Task to carry out
Emit the data below verbatim, stripping out any pictures.

(Image-grounded pointing data)
-=-=-

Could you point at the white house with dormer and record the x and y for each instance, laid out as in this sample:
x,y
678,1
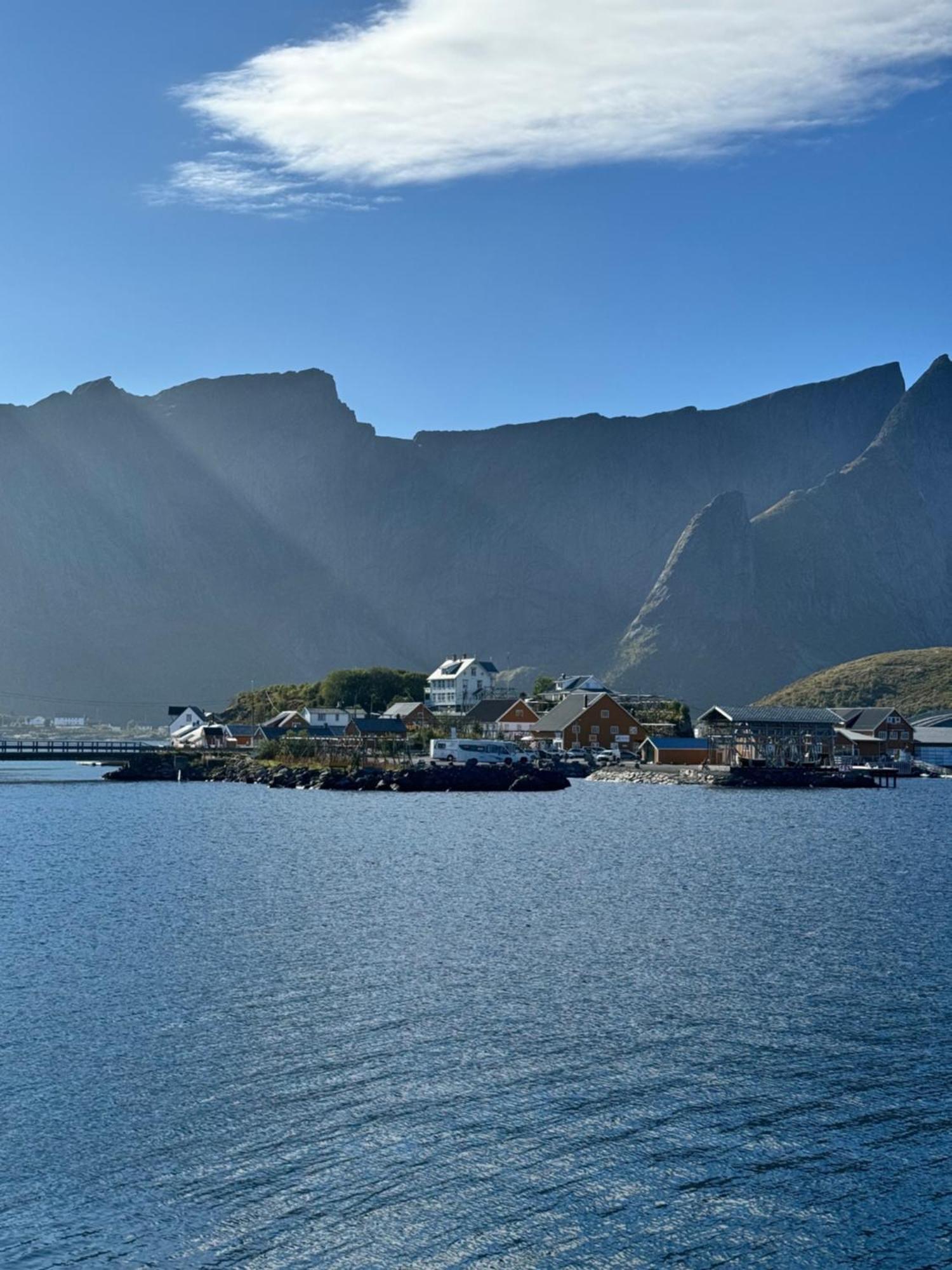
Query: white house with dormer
x,y
460,683
186,719
321,717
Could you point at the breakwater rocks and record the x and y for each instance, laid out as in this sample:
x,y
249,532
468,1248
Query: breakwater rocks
x,y
656,775
741,778
406,780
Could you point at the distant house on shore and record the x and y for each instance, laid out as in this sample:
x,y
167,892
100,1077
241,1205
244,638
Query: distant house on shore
x,y
459,684
857,745
326,716
590,719
186,718
567,684
934,746
678,751
376,728
883,725
502,717
416,714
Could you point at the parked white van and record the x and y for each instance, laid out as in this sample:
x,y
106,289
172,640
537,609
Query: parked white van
x,y
453,751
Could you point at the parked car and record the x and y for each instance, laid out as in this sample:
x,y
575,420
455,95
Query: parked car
x,y
451,751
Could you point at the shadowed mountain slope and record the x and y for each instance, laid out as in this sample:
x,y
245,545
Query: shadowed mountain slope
x,y
253,529
856,565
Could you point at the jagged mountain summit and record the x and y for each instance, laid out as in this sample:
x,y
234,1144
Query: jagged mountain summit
x,y
860,563
252,528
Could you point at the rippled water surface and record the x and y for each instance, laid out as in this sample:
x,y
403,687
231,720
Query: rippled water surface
x,y
618,1027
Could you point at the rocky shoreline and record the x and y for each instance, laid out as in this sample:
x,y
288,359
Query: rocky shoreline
x,y
737,778
406,780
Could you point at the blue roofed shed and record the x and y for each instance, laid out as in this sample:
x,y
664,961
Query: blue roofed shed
x,y
677,751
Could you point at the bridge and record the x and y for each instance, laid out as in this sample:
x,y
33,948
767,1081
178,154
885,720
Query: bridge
x,y
110,754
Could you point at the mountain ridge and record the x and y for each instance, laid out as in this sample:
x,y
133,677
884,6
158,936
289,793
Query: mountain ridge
x,y
252,528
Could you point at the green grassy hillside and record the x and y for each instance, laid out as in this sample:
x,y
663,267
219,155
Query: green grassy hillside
x,y
916,680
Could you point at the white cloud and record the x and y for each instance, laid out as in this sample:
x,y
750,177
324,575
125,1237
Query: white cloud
x,y
439,90
233,182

-=-=-

Answer space
Could you point at the white house with dormer and record the x and y for each instance, laid out as in this sample:
x,y
678,1
Query: white house with dormer
x,y
460,683
186,719
321,717
Could you point at the breakwater rocks and record the x and y for each instance, laid out as in this sample:
x,y
249,532
468,1248
Query: breakwater rocks
x,y
656,775
741,778
406,780
Could you point at the distant house on shore and record the x and y for each instance, laid out as in this sample:
x,y
167,892
100,1077
241,1205
244,638
Query: distant house on shore
x,y
459,684
857,745
326,716
590,719
186,718
567,684
934,746
678,751
376,728
883,725
502,717
416,714
Could you point at the parked white van and record the x and y for each instance, laid out as in this sample:
x,y
106,289
172,640
537,609
Query: parked white van
x,y
453,751
Could you point at the parked car and record the x and y for each instance, laid out as in this sample:
x,y
575,420
455,95
Query: parked car
x,y
451,751
Could you point at the shadowed mountain slope and record the x and y for each instance, laid out as in this sample:
x,y
245,545
Query: shadowed mountain slope
x,y
253,529
856,565
Could you point at the jagged mountain summit and record the x and y for each instance, laid out as in this sample:
x,y
234,1144
Query: jagged mountain summit
x,y
860,563
252,528
Could you point at the rippled water surface and record the x and y for each instance, laid out as in this sample:
x,y
403,687
231,720
Query: rippled water surface
x,y
618,1027
Could you point at the rocky shoreline and record the x and y for each instance, laid out as in this sample:
x,y
288,359
Query: rocky shoreline
x,y
737,778
406,780
Could you point at the blue roofed shed and record the x and y for each instance, laid out as in this sample:
x,y
664,961
Query: blue roofed shed
x,y
677,751
Could you point at the bridge and record the x and y for each instance, laid out as in this sample:
x,y
33,948
767,1081
178,154
885,720
Query: bridge
x,y
110,754
Could you point at the mountain ridge and record the x and y for each instance, laid out as in this sample:
x,y
133,677
884,6
158,936
289,793
Query: mountain ridge
x,y
252,528
Could you point at the green grassy hillside and record the x and y for each instance, laid out as in this sample:
x,y
663,267
219,155
Query: green grassy hillside
x,y
916,680
Could you point at the white cloud and record the x and y for each instance, laid out as in this sample:
x,y
750,177
324,575
125,1237
Query: white cloud
x,y
439,90
233,182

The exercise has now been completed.